Extracted information |
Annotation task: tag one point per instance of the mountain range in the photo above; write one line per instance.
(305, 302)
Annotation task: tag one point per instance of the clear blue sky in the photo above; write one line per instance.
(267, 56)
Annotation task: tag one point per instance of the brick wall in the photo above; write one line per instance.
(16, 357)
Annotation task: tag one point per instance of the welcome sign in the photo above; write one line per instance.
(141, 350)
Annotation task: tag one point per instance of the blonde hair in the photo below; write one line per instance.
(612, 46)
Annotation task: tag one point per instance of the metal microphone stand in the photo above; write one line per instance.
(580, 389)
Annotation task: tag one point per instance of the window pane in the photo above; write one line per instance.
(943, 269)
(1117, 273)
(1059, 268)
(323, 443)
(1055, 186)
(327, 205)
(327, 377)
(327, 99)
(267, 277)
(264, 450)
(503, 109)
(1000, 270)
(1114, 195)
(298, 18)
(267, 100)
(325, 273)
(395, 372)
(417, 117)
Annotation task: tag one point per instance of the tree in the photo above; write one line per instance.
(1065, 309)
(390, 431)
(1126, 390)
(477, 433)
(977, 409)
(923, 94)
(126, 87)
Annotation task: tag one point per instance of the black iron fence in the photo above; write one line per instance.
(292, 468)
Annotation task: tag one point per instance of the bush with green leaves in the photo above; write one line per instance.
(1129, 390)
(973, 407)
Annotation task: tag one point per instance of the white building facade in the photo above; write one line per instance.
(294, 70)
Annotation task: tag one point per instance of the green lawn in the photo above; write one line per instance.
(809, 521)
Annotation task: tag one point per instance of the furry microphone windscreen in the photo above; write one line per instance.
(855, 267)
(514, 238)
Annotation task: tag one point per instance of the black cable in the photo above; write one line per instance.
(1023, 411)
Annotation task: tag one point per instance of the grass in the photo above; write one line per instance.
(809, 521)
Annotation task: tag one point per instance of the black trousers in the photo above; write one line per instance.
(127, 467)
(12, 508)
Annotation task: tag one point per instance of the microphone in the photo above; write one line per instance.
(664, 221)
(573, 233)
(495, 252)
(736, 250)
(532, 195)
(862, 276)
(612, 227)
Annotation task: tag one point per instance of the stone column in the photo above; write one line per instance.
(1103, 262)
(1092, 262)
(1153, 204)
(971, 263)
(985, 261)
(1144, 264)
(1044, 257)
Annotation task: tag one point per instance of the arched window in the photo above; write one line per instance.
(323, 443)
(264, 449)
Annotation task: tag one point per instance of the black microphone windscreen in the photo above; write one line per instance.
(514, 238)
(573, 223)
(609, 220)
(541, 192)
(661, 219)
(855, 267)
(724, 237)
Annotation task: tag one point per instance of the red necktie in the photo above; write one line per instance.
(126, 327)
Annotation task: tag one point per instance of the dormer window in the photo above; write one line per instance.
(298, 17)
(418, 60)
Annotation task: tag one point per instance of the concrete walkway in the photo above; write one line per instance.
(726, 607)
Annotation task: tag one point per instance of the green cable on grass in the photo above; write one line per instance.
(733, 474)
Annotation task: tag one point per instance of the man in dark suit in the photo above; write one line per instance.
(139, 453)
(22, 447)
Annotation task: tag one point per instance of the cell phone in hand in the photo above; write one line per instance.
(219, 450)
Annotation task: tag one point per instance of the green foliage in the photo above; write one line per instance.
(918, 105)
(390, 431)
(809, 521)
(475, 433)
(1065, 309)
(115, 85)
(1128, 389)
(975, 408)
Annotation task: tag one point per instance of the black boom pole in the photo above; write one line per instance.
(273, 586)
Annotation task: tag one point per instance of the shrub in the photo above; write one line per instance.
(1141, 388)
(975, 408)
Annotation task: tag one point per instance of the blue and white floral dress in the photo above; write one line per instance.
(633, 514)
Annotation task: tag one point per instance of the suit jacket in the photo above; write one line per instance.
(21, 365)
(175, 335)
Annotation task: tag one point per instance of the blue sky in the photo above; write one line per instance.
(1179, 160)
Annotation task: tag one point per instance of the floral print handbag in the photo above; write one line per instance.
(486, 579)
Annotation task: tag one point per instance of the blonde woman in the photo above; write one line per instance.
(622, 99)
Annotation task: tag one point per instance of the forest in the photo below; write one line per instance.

Goal |
Reproduce every one of the entries above word for word, keeping their original order.

Answer |
Annotation task: tag one point per instance of the mountain range in the photo above; write one line per instance.
(305, 302)
Annotation task: tag one point per instance of the clear blue sky in the photo above; write one line per instance.
(267, 56)
Annotation task: tag one point per instance of the brick wall in the photo above; write one line per instance.
(16, 357)
Annotation task: tag one point per instance of the welcome sign in the photo above; write one line per instance.
(141, 350)
Annotation task: tag one point per instance of the blonde hair in the photo below; write one line per instance.
(612, 46)
Annotation task: tag one point per instance of the metal microphone stand in the photo above; write one line per instance.
(580, 389)
Annotation task: tag one point per instance of the window pane in the photo above; write one line per instance.
(943, 269)
(1117, 273)
(1059, 268)
(323, 443)
(1055, 186)
(327, 205)
(327, 377)
(327, 99)
(267, 277)
(264, 450)
(503, 109)
(1000, 270)
(1114, 195)
(298, 18)
(267, 100)
(325, 273)
(395, 372)
(417, 117)
Annotation task: tag one point per instance of the tree in the photo above; write one line per instance.
(1065, 309)
(390, 431)
(1126, 390)
(477, 433)
(977, 409)
(923, 94)
(126, 87)
Annotation task: tag one point per instance of the black iron fence in the photo above; write one line per instance.
(292, 468)
Annotation task: tag one point per instance of the bush with green leaves in the photo above; write one line per instance.
(1129, 390)
(973, 407)
Annotation task: tag one point per instance of the white building facade in the photo above; write one line per instance.
(294, 70)
Annotation task: tag one point per instance of the green lawn in the photo above; write one line per instance.
(809, 521)
Annotation task: tag one point per instance of the furry microphone windscreen in the photo above; write one line per instance.
(855, 267)
(514, 238)
Annotation task: tag one point per instance of the black cable in the photo above; write one line per instance.
(1023, 411)
Annotation task: tag one point per instance of the grass in the photo above; write one line per instance.
(809, 521)
Annotation task: tag one point per instance of the black trousers in the photo above; write one line per instance.
(127, 467)
(12, 508)
Annotation task: tag one point per instance of the microphone in the photo above; write one line per instance.
(664, 221)
(573, 233)
(495, 252)
(736, 250)
(532, 195)
(862, 276)
(612, 227)
Annotation task: tag one point per instance of the stone column in the photo above; write one line per instance.
(1103, 262)
(1092, 262)
(1153, 204)
(971, 263)
(985, 261)
(1144, 264)
(1044, 257)
Annotation task: tag one point per instance of the arched window in the photo above; write one line per instance.
(323, 443)
(264, 449)
Annotation task: tag one point per instance of the black microphone windscreen in the photo above; write one line per instance.
(514, 238)
(573, 223)
(609, 220)
(541, 192)
(661, 219)
(855, 267)
(724, 237)
Annotation task: tag one point per instance of the red necktie in the photo above; write one line per instance.
(126, 327)
Annotation task: tag one point per instance of the dormer window in the photo above; write one line per instance.
(298, 17)
(418, 60)
Annotation task: tag one point per instance of the concrete walkway in the photo above; write one line per instance.
(726, 607)
Annotation task: tag one point per instance of the green cable on grass in the photo above; write one line per instance.
(733, 474)
Annotation task: tag one point per instance of the man in dark suit in the photo above; write one line per instance.
(139, 453)
(22, 447)
Annotation task: tag one point per instance of the cell phone in hand in the photo above; write one line per instance.
(219, 450)
Annotation task: tag one point per instance of the green foliage in the photo above; write one line per instance.
(918, 105)
(390, 431)
(809, 521)
(475, 433)
(1065, 309)
(115, 85)
(1128, 389)
(975, 408)
Annotation task: tag one point per instance of the black boom pole in the photo above; write one line per instance.
(273, 586)
Annotation task: tag one point per instance of the shrub in the photo above; write one line per instance.
(1141, 388)
(975, 408)
Annotation task: tag one point per instance of the blue and white floral dress in the photo above; write one line per instance.
(633, 514)
Annotation task: tag one point per instance of the suit jacket in the photo above; write one line per instance.
(21, 365)
(175, 335)
Annotation task: tag one point per instance of the blue sky in the photo above; write one line per instance.
(1179, 160)
Annotation task: tag one point per instance of the floral print handbag in the photo above; write one line per instance.
(486, 579)
Annotation task: tag one point per instance of the blonde woman in the photo above; write one line per instance.
(622, 99)
Annotation task: tag one point per instance of the forest in the photo below; write one line per instance.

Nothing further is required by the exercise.